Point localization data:

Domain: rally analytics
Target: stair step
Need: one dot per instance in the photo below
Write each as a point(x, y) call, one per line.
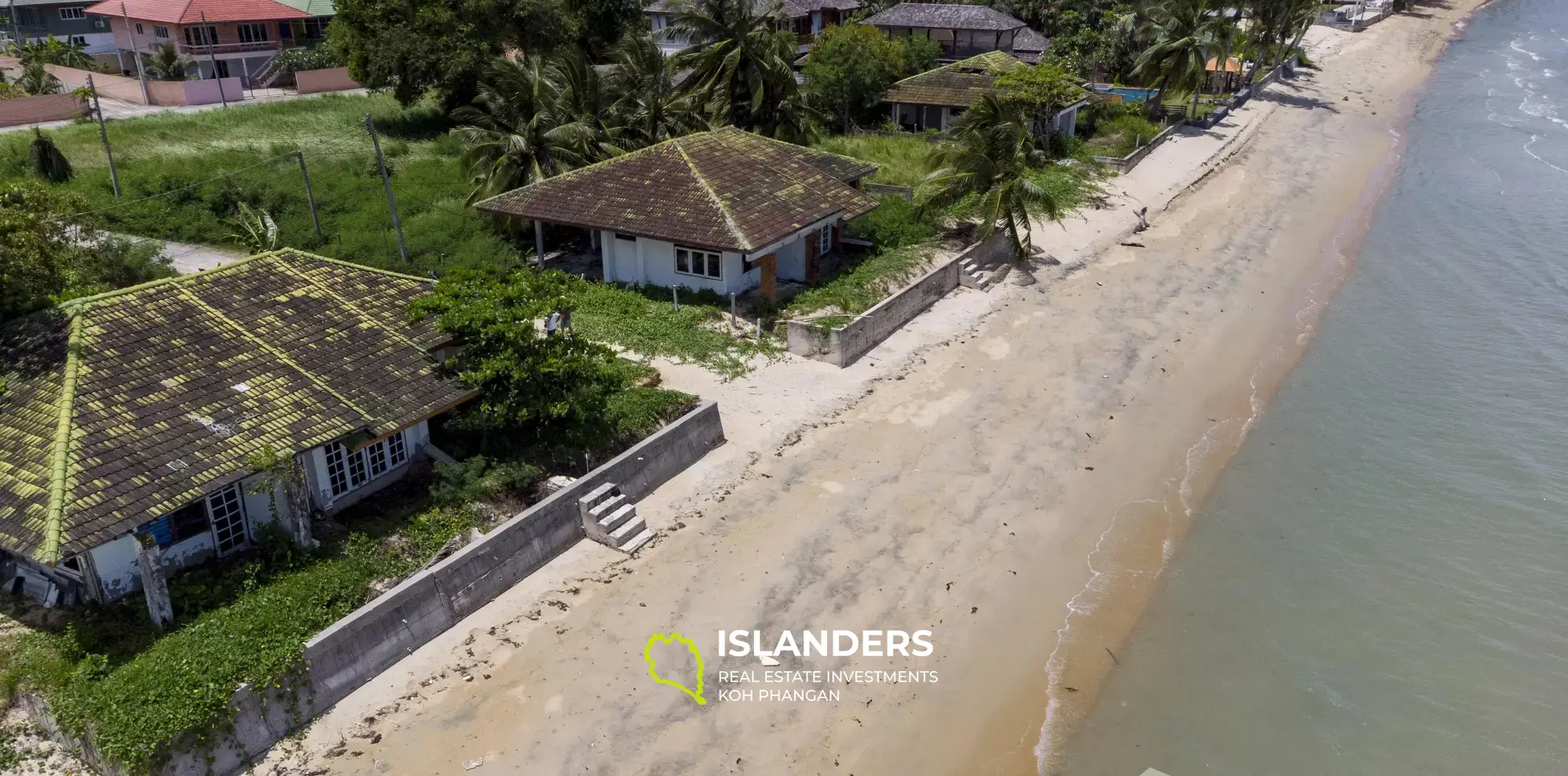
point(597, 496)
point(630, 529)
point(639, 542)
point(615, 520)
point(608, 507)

Task: Your answer must be an exact repeat of the records above, with the pictures left out.

Response to this exercise:
Domain: rally analytics
Target: stair step
Need: one dot per instance in the photo below
Write each as a point(x, y) call, one per line.
point(597, 496)
point(630, 529)
point(639, 542)
point(615, 520)
point(608, 507)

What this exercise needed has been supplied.